== YOUR GOAL ==
Lay out everything in the listing below, from the line containing "Could you verify if the chair" down to the end of the listing, as a Markdown table with the columns Row and Entry, skipping blank lines.

◆ ◆ ◆ ◆

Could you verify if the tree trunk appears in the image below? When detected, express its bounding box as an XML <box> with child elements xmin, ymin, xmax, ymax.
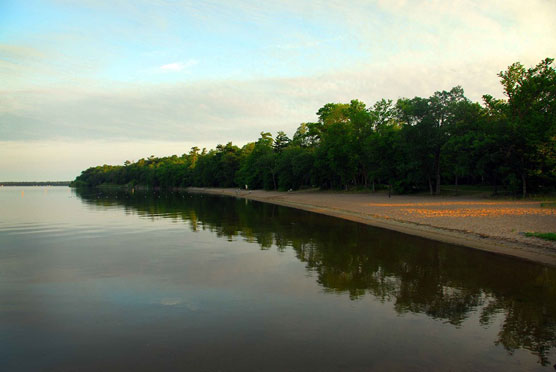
<box><xmin>521</xmin><ymin>172</ymin><xmax>527</xmax><ymax>197</ymax></box>
<box><xmin>435</xmin><ymin>152</ymin><xmax>440</xmax><ymax>195</ymax></box>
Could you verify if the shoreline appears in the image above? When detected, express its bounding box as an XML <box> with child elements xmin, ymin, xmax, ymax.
<box><xmin>186</xmin><ymin>187</ymin><xmax>556</xmax><ymax>267</ymax></box>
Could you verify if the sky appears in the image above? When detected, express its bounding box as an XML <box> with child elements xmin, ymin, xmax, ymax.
<box><xmin>0</xmin><ymin>0</ymin><xmax>556</xmax><ymax>181</ymax></box>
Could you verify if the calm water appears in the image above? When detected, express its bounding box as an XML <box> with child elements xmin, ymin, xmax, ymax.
<box><xmin>0</xmin><ymin>187</ymin><xmax>556</xmax><ymax>371</ymax></box>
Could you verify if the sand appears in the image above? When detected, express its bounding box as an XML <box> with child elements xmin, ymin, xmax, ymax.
<box><xmin>188</xmin><ymin>188</ymin><xmax>556</xmax><ymax>266</ymax></box>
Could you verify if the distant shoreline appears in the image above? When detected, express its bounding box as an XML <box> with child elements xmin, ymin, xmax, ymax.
<box><xmin>187</xmin><ymin>187</ymin><xmax>556</xmax><ymax>266</ymax></box>
<box><xmin>0</xmin><ymin>181</ymin><xmax>71</xmax><ymax>187</ymax></box>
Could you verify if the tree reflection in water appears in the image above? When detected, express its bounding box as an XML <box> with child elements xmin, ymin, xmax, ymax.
<box><xmin>76</xmin><ymin>189</ymin><xmax>556</xmax><ymax>365</ymax></box>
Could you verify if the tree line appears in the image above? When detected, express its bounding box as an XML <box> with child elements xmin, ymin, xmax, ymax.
<box><xmin>72</xmin><ymin>58</ymin><xmax>556</xmax><ymax>196</ymax></box>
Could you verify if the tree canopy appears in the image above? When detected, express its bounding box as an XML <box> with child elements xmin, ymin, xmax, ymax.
<box><xmin>73</xmin><ymin>58</ymin><xmax>556</xmax><ymax>196</ymax></box>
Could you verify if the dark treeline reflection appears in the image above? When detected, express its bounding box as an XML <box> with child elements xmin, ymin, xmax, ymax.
<box><xmin>76</xmin><ymin>189</ymin><xmax>556</xmax><ymax>365</ymax></box>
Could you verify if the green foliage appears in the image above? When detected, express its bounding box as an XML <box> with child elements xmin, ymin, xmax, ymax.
<box><xmin>72</xmin><ymin>58</ymin><xmax>556</xmax><ymax>196</ymax></box>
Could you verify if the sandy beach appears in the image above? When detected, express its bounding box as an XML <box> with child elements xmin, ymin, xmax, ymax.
<box><xmin>188</xmin><ymin>188</ymin><xmax>556</xmax><ymax>266</ymax></box>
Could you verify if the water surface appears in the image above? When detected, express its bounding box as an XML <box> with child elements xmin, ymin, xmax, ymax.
<box><xmin>0</xmin><ymin>187</ymin><xmax>556</xmax><ymax>371</ymax></box>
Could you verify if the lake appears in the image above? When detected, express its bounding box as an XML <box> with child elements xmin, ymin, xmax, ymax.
<box><xmin>0</xmin><ymin>187</ymin><xmax>556</xmax><ymax>371</ymax></box>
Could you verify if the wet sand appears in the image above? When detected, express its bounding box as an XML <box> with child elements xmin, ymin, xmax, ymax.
<box><xmin>188</xmin><ymin>188</ymin><xmax>556</xmax><ymax>266</ymax></box>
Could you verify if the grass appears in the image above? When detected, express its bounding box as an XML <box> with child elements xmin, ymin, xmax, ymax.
<box><xmin>525</xmin><ymin>232</ymin><xmax>556</xmax><ymax>241</ymax></box>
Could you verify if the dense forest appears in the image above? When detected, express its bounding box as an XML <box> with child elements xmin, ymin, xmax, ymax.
<box><xmin>0</xmin><ymin>181</ymin><xmax>71</xmax><ymax>186</ymax></box>
<box><xmin>72</xmin><ymin>58</ymin><xmax>556</xmax><ymax>196</ymax></box>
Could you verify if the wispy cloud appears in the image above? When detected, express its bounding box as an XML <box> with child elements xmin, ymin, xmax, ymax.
<box><xmin>160</xmin><ymin>59</ymin><xmax>199</xmax><ymax>72</ymax></box>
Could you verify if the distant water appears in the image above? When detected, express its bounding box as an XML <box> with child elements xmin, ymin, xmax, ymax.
<box><xmin>0</xmin><ymin>187</ymin><xmax>556</xmax><ymax>371</ymax></box>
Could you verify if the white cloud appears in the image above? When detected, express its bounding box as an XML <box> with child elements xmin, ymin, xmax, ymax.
<box><xmin>160</xmin><ymin>59</ymin><xmax>199</xmax><ymax>72</ymax></box>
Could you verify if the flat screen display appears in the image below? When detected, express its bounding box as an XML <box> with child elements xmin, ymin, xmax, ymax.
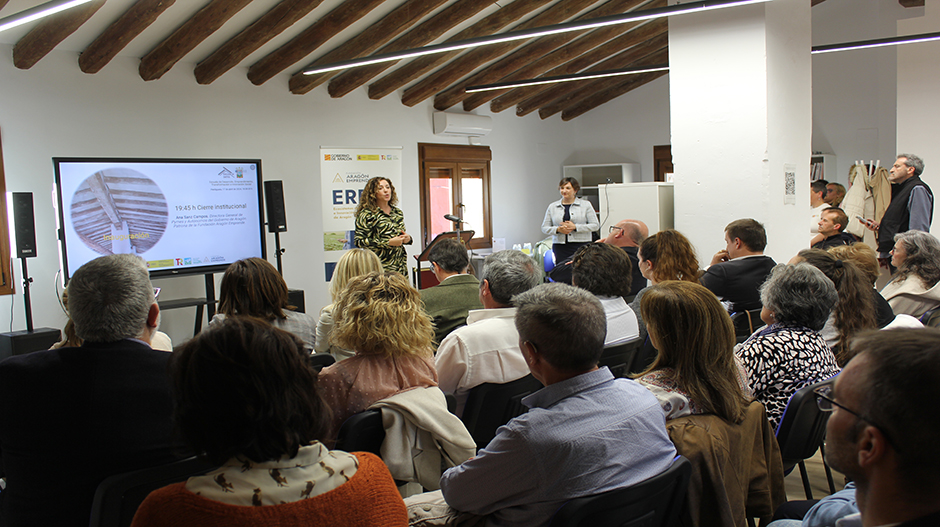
<box><xmin>52</xmin><ymin>157</ymin><xmax>265</xmax><ymax>282</ymax></box>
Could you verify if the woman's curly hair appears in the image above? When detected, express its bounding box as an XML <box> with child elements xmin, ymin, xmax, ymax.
<box><xmin>331</xmin><ymin>272</ymin><xmax>434</xmax><ymax>358</ymax></box>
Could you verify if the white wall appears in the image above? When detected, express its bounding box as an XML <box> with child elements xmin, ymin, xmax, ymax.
<box><xmin>892</xmin><ymin>0</ymin><xmax>940</xmax><ymax>235</ymax></box>
<box><xmin>0</xmin><ymin>46</ymin><xmax>575</xmax><ymax>343</ymax></box>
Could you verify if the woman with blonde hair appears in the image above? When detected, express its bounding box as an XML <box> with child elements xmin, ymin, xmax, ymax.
<box><xmin>313</xmin><ymin>249</ymin><xmax>382</xmax><ymax>361</ymax></box>
<box><xmin>209</xmin><ymin>258</ymin><xmax>317</xmax><ymax>351</ymax></box>
<box><xmin>637</xmin><ymin>281</ymin><xmax>751</xmax><ymax>423</ymax></box>
<box><xmin>630</xmin><ymin>229</ymin><xmax>700</xmax><ymax>339</ymax></box>
<box><xmin>356</xmin><ymin>176</ymin><xmax>411</xmax><ymax>276</ymax></box>
<box><xmin>320</xmin><ymin>272</ymin><xmax>437</xmax><ymax>439</ymax></box>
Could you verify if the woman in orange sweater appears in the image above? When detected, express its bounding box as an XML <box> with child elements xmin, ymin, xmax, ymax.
<box><xmin>132</xmin><ymin>316</ymin><xmax>408</xmax><ymax>527</ymax></box>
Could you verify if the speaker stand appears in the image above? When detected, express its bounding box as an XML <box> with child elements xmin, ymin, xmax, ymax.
<box><xmin>20</xmin><ymin>258</ymin><xmax>33</xmax><ymax>333</ymax></box>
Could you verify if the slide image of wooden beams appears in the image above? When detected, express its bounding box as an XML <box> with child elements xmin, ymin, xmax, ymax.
<box><xmin>71</xmin><ymin>168</ymin><xmax>168</xmax><ymax>254</ymax></box>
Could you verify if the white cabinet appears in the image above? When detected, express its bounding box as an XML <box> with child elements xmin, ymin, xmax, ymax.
<box><xmin>597</xmin><ymin>186</ymin><xmax>675</xmax><ymax>238</ymax></box>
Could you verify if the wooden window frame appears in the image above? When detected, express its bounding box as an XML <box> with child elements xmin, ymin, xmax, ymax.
<box><xmin>418</xmin><ymin>143</ymin><xmax>493</xmax><ymax>249</ymax></box>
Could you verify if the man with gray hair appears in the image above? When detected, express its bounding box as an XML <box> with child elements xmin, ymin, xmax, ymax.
<box><xmin>434</xmin><ymin>250</ymin><xmax>542</xmax><ymax>416</ymax></box>
<box><xmin>414</xmin><ymin>283</ymin><xmax>676</xmax><ymax>526</ymax></box>
<box><xmin>869</xmin><ymin>154</ymin><xmax>933</xmax><ymax>272</ymax></box>
<box><xmin>0</xmin><ymin>254</ymin><xmax>178</xmax><ymax>526</ymax></box>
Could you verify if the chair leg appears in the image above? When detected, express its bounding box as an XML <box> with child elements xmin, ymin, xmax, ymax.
<box><xmin>819</xmin><ymin>445</ymin><xmax>836</xmax><ymax>494</ymax></box>
<box><xmin>800</xmin><ymin>461</ymin><xmax>813</xmax><ymax>500</ymax></box>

◆ ◆ ◆ ◆

== RESPONSE TO THE EXERCISE ==
| Row | Entry |
|---|---|
| 1 | Could you verify if the chair leg appears in the image above? When detected, express its bounding box as an XML <box> with child elements xmin, ymin, xmax, ymax. |
| 2 | <box><xmin>819</xmin><ymin>445</ymin><xmax>836</xmax><ymax>494</ymax></box> |
| 3 | <box><xmin>800</xmin><ymin>461</ymin><xmax>813</xmax><ymax>500</ymax></box> |